▶ _Aim of the task_: Return the whole listing, keeping every character the same.
──────── Available records
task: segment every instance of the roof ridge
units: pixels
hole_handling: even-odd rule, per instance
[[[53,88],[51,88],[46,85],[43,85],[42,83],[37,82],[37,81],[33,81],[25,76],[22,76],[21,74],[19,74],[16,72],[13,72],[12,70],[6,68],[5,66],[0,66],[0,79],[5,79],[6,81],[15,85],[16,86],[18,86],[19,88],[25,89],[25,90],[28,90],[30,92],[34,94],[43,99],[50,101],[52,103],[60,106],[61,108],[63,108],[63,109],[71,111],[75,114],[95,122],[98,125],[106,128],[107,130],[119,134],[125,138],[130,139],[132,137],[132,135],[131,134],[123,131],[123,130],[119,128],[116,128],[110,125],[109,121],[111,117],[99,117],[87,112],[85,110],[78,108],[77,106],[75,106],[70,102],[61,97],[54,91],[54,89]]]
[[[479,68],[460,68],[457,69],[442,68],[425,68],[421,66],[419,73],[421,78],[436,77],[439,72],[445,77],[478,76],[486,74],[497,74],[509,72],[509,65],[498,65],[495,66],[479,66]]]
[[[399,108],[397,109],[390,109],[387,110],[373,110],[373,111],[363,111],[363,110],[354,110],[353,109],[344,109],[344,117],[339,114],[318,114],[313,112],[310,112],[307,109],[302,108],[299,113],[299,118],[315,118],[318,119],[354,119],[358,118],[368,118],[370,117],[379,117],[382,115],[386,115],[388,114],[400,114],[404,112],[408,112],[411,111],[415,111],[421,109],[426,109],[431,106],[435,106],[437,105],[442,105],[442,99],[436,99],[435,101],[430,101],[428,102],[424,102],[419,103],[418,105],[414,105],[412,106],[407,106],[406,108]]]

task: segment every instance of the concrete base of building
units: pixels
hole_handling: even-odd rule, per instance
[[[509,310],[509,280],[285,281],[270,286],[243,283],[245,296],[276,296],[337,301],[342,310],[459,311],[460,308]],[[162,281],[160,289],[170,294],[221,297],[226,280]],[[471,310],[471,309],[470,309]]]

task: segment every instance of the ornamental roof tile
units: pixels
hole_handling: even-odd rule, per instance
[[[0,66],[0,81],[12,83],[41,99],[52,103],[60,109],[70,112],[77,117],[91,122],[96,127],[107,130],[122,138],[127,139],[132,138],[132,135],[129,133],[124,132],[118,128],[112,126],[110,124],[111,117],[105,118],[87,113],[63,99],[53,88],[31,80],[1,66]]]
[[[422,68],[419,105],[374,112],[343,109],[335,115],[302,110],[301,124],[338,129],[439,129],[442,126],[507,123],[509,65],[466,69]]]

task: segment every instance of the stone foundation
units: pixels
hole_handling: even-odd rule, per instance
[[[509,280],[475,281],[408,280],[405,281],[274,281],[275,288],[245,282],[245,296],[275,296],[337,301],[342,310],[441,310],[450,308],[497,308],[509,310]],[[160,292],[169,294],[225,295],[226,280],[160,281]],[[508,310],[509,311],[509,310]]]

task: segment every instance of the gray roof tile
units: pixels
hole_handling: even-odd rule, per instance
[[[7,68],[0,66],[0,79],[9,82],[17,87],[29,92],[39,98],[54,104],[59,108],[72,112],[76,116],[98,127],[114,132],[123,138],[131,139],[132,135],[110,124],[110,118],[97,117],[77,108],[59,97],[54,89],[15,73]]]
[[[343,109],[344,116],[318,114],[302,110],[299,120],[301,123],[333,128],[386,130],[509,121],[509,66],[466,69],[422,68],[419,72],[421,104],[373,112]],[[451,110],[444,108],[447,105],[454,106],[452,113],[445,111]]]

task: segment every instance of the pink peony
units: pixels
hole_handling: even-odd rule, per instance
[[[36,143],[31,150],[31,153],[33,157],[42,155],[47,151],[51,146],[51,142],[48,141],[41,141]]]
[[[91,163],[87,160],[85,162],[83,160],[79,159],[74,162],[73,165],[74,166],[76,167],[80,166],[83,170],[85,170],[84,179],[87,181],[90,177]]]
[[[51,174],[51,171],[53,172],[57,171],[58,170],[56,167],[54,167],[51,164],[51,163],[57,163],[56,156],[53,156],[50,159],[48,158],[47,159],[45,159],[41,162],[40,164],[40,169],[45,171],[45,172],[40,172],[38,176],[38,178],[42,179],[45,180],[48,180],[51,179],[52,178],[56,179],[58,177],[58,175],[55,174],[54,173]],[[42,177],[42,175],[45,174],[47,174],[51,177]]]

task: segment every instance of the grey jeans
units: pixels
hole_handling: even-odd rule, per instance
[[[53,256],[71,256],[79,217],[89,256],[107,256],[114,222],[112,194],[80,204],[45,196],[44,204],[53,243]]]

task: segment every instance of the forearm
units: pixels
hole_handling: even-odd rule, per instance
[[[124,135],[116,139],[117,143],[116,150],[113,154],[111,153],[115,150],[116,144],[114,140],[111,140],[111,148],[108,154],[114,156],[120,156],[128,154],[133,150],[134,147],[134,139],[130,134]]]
────────────────
▶ _Solution for this task_:
task: segment every instance of the roof ridge
units: pixels
hole_handling: even-odd rule, per instance
[[[53,88],[51,88],[46,85],[43,85],[42,83],[37,82],[37,81],[33,81],[25,76],[22,76],[21,74],[19,74],[16,72],[13,72],[12,70],[6,68],[5,66],[0,66],[0,79],[5,79],[6,81],[15,85],[16,86],[18,86],[19,88],[25,89],[25,90],[28,90],[30,92],[34,94],[43,99],[50,101],[52,103],[60,106],[61,108],[63,108],[63,109],[71,111],[75,114],[95,122],[98,125],[106,128],[107,130],[119,134],[125,138],[130,139],[132,137],[132,135],[131,134],[123,131],[123,130],[119,128],[116,128],[110,125],[109,121],[111,117],[99,117],[87,112],[85,110],[78,108],[77,106],[75,106],[70,102],[61,97],[54,91],[54,89]]]
[[[479,68],[460,68],[457,69],[442,68],[425,68],[421,66],[419,73],[421,78],[436,77],[439,72],[445,77],[478,76],[486,74],[497,74],[509,72],[509,65],[498,65],[495,66],[479,66]]]
[[[399,108],[397,109],[390,109],[387,110],[373,110],[373,111],[363,111],[363,110],[354,110],[353,109],[344,109],[344,117],[339,114],[318,114],[313,112],[310,112],[307,109],[302,108],[299,113],[299,118],[315,118],[318,119],[354,119],[358,118],[368,118],[370,117],[379,117],[382,115],[386,115],[388,114],[400,114],[404,112],[408,112],[411,111],[415,111],[421,109],[426,109],[431,106],[435,106],[437,105],[442,105],[442,99],[436,99],[435,101],[430,101],[428,102],[424,102],[419,103],[418,105],[414,105],[412,106],[407,106],[406,108]]]

task: segment every instance of the concrete base of building
units: pixels
hole_handling: even-odd rule, per instance
[[[509,310],[509,280],[285,281],[270,286],[243,283],[245,296],[276,296],[337,301],[342,310],[459,311],[460,308]],[[162,281],[160,289],[170,294],[221,297],[226,280]],[[471,310],[471,309],[470,309]]]

task: segment every instance of the ornamental roof tile
units: pixels
hole_handling: even-odd rule, per instance
[[[0,66],[0,81],[12,83],[41,99],[52,103],[60,109],[70,112],[77,117],[91,122],[96,127],[107,130],[122,138],[127,139],[132,138],[132,135],[129,133],[124,132],[118,128],[112,126],[110,124],[111,117],[105,118],[87,113],[63,99],[53,88],[31,80],[1,66]]]
[[[422,68],[419,105],[374,112],[343,109],[335,115],[302,110],[301,124],[338,129],[439,129],[442,126],[507,123],[509,65],[466,69]]]

task: segment every instance of the stone foundation
units: pixels
hole_handling: even-odd rule, per instance
[[[509,280],[475,281],[408,280],[405,281],[274,281],[275,288],[245,282],[245,296],[275,296],[337,301],[342,310],[441,310],[450,308],[497,308],[509,310]],[[160,292],[169,294],[225,295],[226,280],[160,281]],[[508,310],[509,311],[509,310]]]

task: segment every instance of the gray roof tile
units: pixels
hole_handling: even-odd rule, per instance
[[[7,68],[0,66],[0,79],[9,82],[17,87],[29,92],[39,98],[54,104],[59,108],[72,112],[76,116],[98,127],[114,132],[123,138],[131,139],[132,135],[110,124],[110,118],[97,117],[77,108],[59,97],[54,89],[15,73]]]
[[[343,109],[344,116],[318,114],[302,110],[299,120],[301,123],[333,128],[386,130],[509,121],[509,66],[466,69],[422,68],[419,72],[421,104],[373,112]],[[451,110],[444,108],[447,105],[454,106],[452,113],[445,111]]]

task: segment every instance of the pink peony
units: pixels
hole_handling: even-odd rule, per instance
[[[36,143],[31,150],[31,153],[33,157],[42,155],[47,151],[51,146],[51,142],[48,141],[41,141]]]
[[[91,163],[87,160],[85,162],[83,160],[79,159],[74,162],[73,165],[74,166],[76,167],[80,166],[83,170],[85,170],[84,179],[87,181],[90,177]]]
[[[51,174],[51,171],[53,172],[57,171],[58,170],[56,167],[54,167],[51,164],[51,163],[57,163],[56,156],[53,156],[50,159],[48,158],[47,159],[45,159],[41,162],[40,164],[40,169],[45,171],[45,172],[40,172],[38,176],[38,178],[42,179],[45,180],[48,180],[51,179],[52,178],[56,179],[58,177],[58,175],[55,174],[54,173]],[[42,177],[42,175],[45,174],[47,174],[51,177]]]

task: segment every instance of the grey jeans
units: pixels
hole_handling: even-odd rule, per instance
[[[53,256],[71,256],[79,217],[89,256],[107,256],[114,222],[112,194],[80,204],[45,196],[44,204],[53,243]]]

task: segment every instance of the forearm
units: pixels
hole_handling: even-odd rule, per instance
[[[124,135],[116,139],[117,143],[116,150],[113,154],[111,153],[115,150],[116,144],[114,140],[111,140],[111,148],[108,154],[114,156],[120,156],[128,154],[133,150],[134,147],[134,139],[130,134]]]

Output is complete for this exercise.